Will Smith Named In $1 Million Infringement Lawsuit Over The 2019 Film ‘Gemini Man’
Will Smith Named In $1 Million Infringement Lawsuit Over The 2019 Film ‘Gemini Man’
Movie star Will Smith and a few of his associates were recently hit with a million-dollar lawsuit.
An author accused the actor, in collaboration with numerous production studios, of stealing the plot for the 2019 movie Gemini Man from a novel he wrote.
According to documents obtained by In Touch, the complaint was filed by a man named Kissinger Sibanda. The plaintiff, who identified himself as an attorney and science fiction writer, named Will Smith, 55, Skydance Productions, Gemini Pictures, Paramount Pictures, David Ellison and others as defendants in the suit. Kissinger Sibanda alleged that the movie’s creators ripped off its concept from a book he released in 2011 titled The Return to Gibraltar.
Describing his novel, Sibanda wrote in the suit:
“The book details an African American who is cloned and used in a time traveling program without his permission. In marketing the book, plaintiff Sibanda asserted that it would be a good fit for Will Smith as the lead.”
He continued:
“In 2019, Defendants released Gemini Man, directed by Ang Lee and starring Will Smith, Mary Elizabeth Winstead, Clive Owen, and Benedict Wong. The [film] follows a former hitman who is targeted by a younger clone of himself while on the run from the government…The defendants struggled to make the movie until plaintiff released his book in 2011, thereafter they changed the film’s marketing strategy – taking themes, plots, characterizations, context and cultural subtexts from the book to create their movie, Gemini Man.”
As you may recall, the Smith-led project was released to an underwhelming box office performance, only bringing in $173 million worldwide from a budget of $138 million (before marketing). Smith stars in the movie as a 51-year-old professional assassin named Henry Brogan, who’s planning for retirement before getting hunted down by a younger, faster, cloned version of himself.

**The data:**
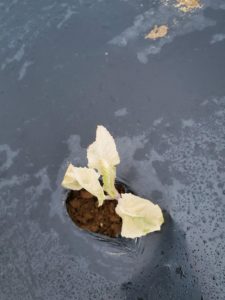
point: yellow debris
(188, 5)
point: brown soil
(84, 211)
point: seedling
(139, 216)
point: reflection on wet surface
(58, 81)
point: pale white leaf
(77, 178)
(139, 216)
(103, 156)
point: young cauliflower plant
(139, 216)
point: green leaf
(139, 216)
(78, 178)
(103, 156)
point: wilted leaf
(69, 180)
(77, 178)
(139, 216)
(188, 5)
(103, 156)
(157, 32)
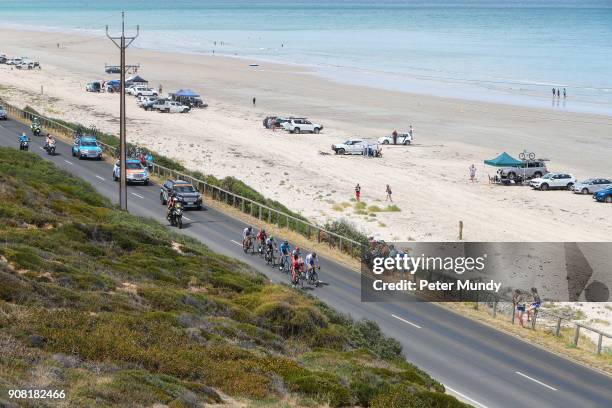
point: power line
(122, 42)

**What you need to do:** Carry the article on the Gemini Man lawsuit forward from its last sentence. The records have nothing to do with the Will Smith lawsuit article.

**Response area:**
Before Smith signed on to star in the movie, Gemini Man was reportedly in production for over 20 years with several A-list celebs attached to it at various times. The original screenplay was reportedly written by a man named Darren Lemke in 1997, though – as Sibanda noted in the suit – production companies struggled to complete the project, allegedly due to plot holes. Sibanda went on in the complaint to double down on his copyright infringement claim, alleging that the movie only made it to completion after all that time because of his novel, writing:
“The publication of The Return to Gibraltar, provided a fee meal for the defendants; not only did the book detail the cultural importance of the protagonist as a black person in a cinematic form but it explained cloning and its science in the context of a complete story; not just “ideas and facts” but a complete narrative pace and climax,”
He added:
“In addition to the literary tool of deception in a cloned army used against the protagonist. Interesting enough, the protagonist in The Return to Gibraltar is a Harvard man, similarly to the younger version of the Will Smith cloned in Gemini Man.”
Sibanda is seeking $1.7 million in damages.